* [USING THE INFORMATION]
1. Answer these questions from the article on fainting:
(a) How does the article define syncope?
(b) What is Dr. Marwali's specialty?
(c) What does he suggest after a single fainting episode that lasts only a few seconds?
2. Write the next part of the article on fainting, starting after its final sentence.

Fainting Should Be Taken Seriously
Often in movies, fainting is the result of high emotions, pregnancy or even a response to someone bleeding or a spider crawling up a wall.
But fainting, or syncope, shouldn’t be readily dismissed.
Syncope is defined as a temporary loss of consciousness due to insufficient blood flow to the brain. And while fainting can indeed be caused by a wide range of conditions ranging from emotional stress to standing up too quickly, it can also be a sign of a serious heart abnormality. Heart arrhythmias, blood clots, myocardial ischemia, cardiac valve disease, aortic stenosis, heart attacks and heart failure are all heart conditions that can cause a person to pass out.
That’s why Morris Hospital cardiologist Dr. Muhammad Marwali says those who experience any kind of fainting episode should see a physician. Dr. Marwali specializes in electrophysiology, diagnosing and treating people whose hearts have electrical signal disorders.
“People should take syncope very seriously,” Dr. Marwali said, “especially when they also have symptoms of dizziness, palpitations, or heart racing, or if the syncope occurs with exercise.”
When a person passes out, Dr. Marwali said an emergency room visit is recommended if they have had multiple syncope episodes, have passed out without any warning symptoms, or if the episode is associated with chest pain or shortness of breath. If it’s just a one-time event that lasts only a few seconds, he suggests an appointment with a primary physician to determine the cause.

* [RECORDED INFORMATION]
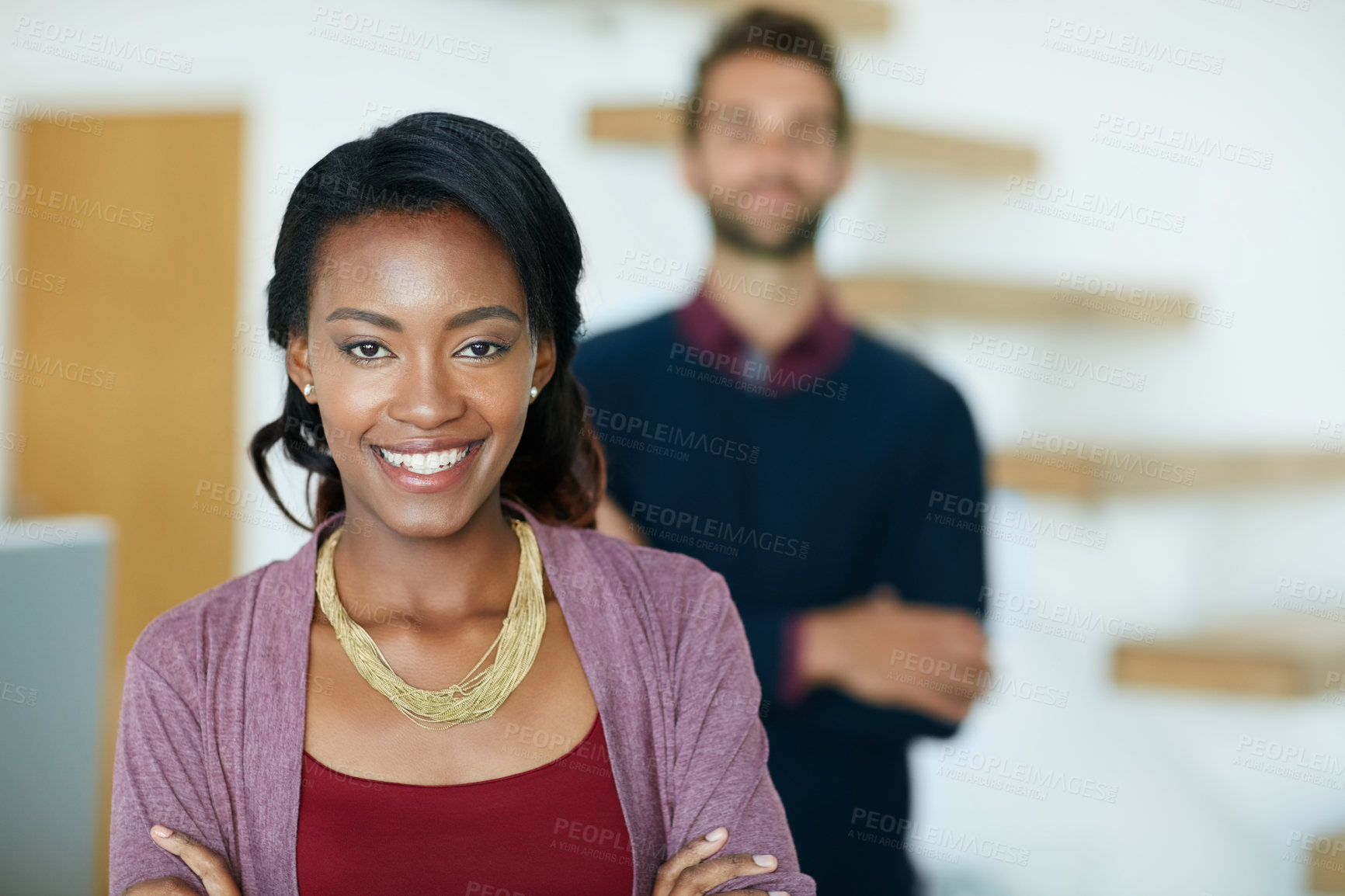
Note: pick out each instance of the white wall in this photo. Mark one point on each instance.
(1256, 242)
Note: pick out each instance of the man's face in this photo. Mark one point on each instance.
(767, 159)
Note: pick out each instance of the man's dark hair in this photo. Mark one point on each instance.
(762, 31)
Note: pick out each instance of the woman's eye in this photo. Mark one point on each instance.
(366, 352)
(483, 349)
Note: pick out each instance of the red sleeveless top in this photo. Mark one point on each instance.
(556, 829)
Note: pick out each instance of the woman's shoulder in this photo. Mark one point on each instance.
(655, 582)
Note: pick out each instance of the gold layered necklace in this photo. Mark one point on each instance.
(481, 693)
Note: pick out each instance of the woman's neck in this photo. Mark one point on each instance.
(437, 582)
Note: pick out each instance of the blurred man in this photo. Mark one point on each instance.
(825, 475)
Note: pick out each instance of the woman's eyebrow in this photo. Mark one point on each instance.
(485, 312)
(460, 319)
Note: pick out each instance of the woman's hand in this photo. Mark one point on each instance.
(209, 866)
(692, 872)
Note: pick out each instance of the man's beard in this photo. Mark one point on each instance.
(731, 229)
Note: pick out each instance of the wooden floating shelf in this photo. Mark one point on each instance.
(1277, 657)
(843, 15)
(662, 126)
(1156, 471)
(1326, 864)
(907, 295)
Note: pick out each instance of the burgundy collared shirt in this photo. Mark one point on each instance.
(817, 352)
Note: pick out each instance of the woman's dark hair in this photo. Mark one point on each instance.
(424, 163)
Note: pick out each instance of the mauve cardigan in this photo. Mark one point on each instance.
(211, 732)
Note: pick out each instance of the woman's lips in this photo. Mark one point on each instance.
(416, 473)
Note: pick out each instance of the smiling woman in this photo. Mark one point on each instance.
(523, 704)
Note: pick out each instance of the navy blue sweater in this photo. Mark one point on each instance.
(803, 498)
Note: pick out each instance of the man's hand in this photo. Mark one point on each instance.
(887, 653)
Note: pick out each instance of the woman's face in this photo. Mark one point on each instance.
(421, 365)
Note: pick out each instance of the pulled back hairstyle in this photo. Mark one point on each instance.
(426, 163)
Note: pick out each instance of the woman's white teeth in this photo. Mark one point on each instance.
(431, 463)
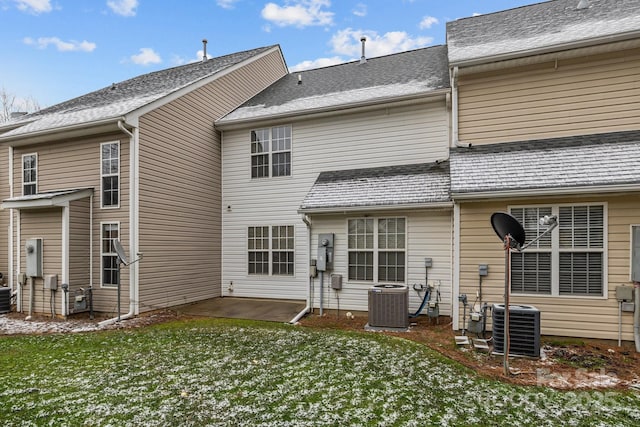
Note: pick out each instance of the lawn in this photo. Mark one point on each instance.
(230, 372)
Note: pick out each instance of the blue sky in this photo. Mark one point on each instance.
(53, 50)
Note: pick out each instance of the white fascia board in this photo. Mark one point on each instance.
(544, 50)
(334, 110)
(66, 132)
(47, 202)
(545, 192)
(352, 209)
(133, 116)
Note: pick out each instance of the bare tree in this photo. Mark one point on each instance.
(10, 103)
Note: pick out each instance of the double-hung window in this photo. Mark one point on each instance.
(271, 152)
(110, 174)
(29, 174)
(271, 250)
(377, 249)
(570, 261)
(108, 256)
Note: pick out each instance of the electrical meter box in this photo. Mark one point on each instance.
(51, 282)
(33, 250)
(336, 282)
(325, 252)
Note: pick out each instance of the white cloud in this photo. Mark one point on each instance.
(34, 6)
(299, 13)
(146, 56)
(123, 7)
(226, 4)
(347, 42)
(360, 10)
(316, 63)
(61, 45)
(428, 22)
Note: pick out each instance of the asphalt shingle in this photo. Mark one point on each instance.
(413, 72)
(543, 25)
(415, 184)
(545, 165)
(126, 96)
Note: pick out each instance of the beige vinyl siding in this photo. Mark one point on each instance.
(428, 236)
(563, 316)
(577, 96)
(47, 225)
(76, 164)
(388, 136)
(180, 185)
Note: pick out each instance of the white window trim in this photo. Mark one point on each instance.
(376, 250)
(555, 252)
(117, 205)
(22, 170)
(270, 251)
(102, 224)
(270, 154)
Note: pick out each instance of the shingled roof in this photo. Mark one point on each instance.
(415, 185)
(550, 25)
(569, 164)
(411, 73)
(124, 97)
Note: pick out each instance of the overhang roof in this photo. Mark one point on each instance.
(575, 164)
(46, 199)
(391, 187)
(113, 102)
(538, 28)
(386, 78)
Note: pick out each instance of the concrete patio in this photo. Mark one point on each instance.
(244, 308)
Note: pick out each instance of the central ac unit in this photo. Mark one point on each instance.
(524, 330)
(389, 306)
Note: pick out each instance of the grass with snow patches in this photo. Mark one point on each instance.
(229, 372)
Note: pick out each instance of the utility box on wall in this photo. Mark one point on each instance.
(33, 250)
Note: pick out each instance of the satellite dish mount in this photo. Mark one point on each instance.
(122, 259)
(512, 234)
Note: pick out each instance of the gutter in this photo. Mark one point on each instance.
(345, 209)
(110, 124)
(549, 49)
(308, 308)
(539, 192)
(133, 269)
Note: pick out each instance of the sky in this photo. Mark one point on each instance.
(55, 50)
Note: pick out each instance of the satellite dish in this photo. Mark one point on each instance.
(505, 224)
(117, 246)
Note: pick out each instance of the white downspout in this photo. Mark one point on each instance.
(133, 205)
(10, 273)
(636, 316)
(454, 110)
(308, 307)
(456, 267)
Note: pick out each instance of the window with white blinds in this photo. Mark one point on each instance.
(568, 261)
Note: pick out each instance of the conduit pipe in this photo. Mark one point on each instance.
(307, 309)
(636, 316)
(133, 171)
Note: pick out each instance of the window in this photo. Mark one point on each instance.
(108, 255)
(110, 174)
(377, 249)
(271, 250)
(29, 174)
(568, 261)
(271, 152)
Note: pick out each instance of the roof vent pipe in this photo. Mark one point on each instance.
(583, 4)
(204, 50)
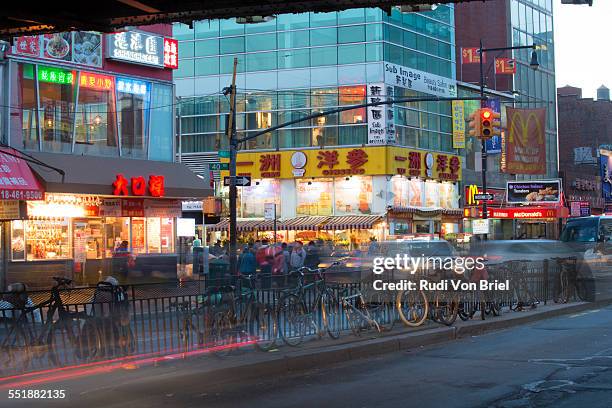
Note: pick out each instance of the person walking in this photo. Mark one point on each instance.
(246, 262)
(298, 256)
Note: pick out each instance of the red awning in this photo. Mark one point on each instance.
(17, 181)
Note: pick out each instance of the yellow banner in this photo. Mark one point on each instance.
(458, 125)
(342, 162)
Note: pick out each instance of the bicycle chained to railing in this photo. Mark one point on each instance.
(296, 315)
(228, 315)
(27, 339)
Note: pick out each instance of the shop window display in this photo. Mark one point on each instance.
(40, 240)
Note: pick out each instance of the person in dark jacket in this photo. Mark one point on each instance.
(246, 262)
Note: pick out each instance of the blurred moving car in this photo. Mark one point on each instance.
(591, 239)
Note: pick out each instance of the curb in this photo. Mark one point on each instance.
(300, 360)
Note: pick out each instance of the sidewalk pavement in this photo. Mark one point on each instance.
(316, 353)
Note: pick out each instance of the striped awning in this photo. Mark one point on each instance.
(241, 225)
(351, 222)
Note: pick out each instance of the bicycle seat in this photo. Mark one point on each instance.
(60, 281)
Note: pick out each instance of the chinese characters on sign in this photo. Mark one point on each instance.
(138, 186)
(355, 159)
(458, 125)
(505, 66)
(170, 53)
(132, 86)
(56, 75)
(470, 56)
(381, 127)
(408, 78)
(142, 48)
(96, 81)
(269, 165)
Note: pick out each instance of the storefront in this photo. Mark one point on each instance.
(356, 184)
(106, 216)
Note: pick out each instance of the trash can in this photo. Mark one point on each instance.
(218, 273)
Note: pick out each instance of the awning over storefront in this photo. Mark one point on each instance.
(351, 222)
(241, 225)
(95, 175)
(17, 182)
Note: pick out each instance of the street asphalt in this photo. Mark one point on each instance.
(562, 362)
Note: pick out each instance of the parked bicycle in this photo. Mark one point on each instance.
(63, 334)
(296, 315)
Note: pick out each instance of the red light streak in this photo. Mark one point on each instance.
(99, 367)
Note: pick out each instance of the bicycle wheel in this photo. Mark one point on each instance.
(331, 314)
(412, 307)
(381, 310)
(447, 308)
(263, 326)
(292, 319)
(15, 352)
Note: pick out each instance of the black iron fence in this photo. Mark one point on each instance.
(100, 323)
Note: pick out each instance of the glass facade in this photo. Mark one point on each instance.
(532, 23)
(306, 63)
(89, 113)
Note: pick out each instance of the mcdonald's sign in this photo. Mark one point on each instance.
(525, 141)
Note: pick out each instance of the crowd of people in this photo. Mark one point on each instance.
(272, 261)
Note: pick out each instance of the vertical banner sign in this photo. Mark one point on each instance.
(525, 149)
(493, 145)
(470, 56)
(380, 118)
(458, 125)
(606, 176)
(505, 66)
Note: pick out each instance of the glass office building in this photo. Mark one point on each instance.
(532, 23)
(298, 64)
(382, 163)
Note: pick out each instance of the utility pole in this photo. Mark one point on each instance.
(233, 145)
(483, 144)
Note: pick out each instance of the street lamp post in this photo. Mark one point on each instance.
(483, 145)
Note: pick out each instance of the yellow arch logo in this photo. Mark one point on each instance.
(517, 121)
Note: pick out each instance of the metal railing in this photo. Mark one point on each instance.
(153, 318)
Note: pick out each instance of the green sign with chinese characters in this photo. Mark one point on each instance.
(55, 75)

* [TASK-BY-TASK RESULTS]
1.
(a) A temporary loss of consciousness due to insufficient blood flow to the brain.
(b) Electrophysiology: diagnosing and treating people whose hearts have electrical signal disorders.
(c) An appointment with a primary physician to determine the cause.

2.
A primary care physician or a cardiologist will first order tests to determine the cause of a person’s fainting episode, Dr. Marwali explained. Blood tests, electrocardiograms (EKG), angiograms and exercise stress tests are all common diagnostic tools.
Patients may also be placed on a Holter monitor for one or two days or on an event monitor up to 30 days that keep records of heart signals during fainting episodes.
Dr. Marwali diagnoses and treats patients whose syncope may be due to arrythmias, where the heart beats too slowly (bradyarrhythmia) or too quickly (tachyarrhythmia). A person with bradyarrhythmia may need a pacemaker that will pick up the pace of the beats, whereas a person with ventricular tachyarrhythmia may need a cardiac defibrillator ICD implanted that delivers an electrical shock when the heart goes into cardiac arrest.
In the event of a light-headedness or a syncope episode, Dr. Marwali recommends immediately sitting or lying down and calling someone for assistance.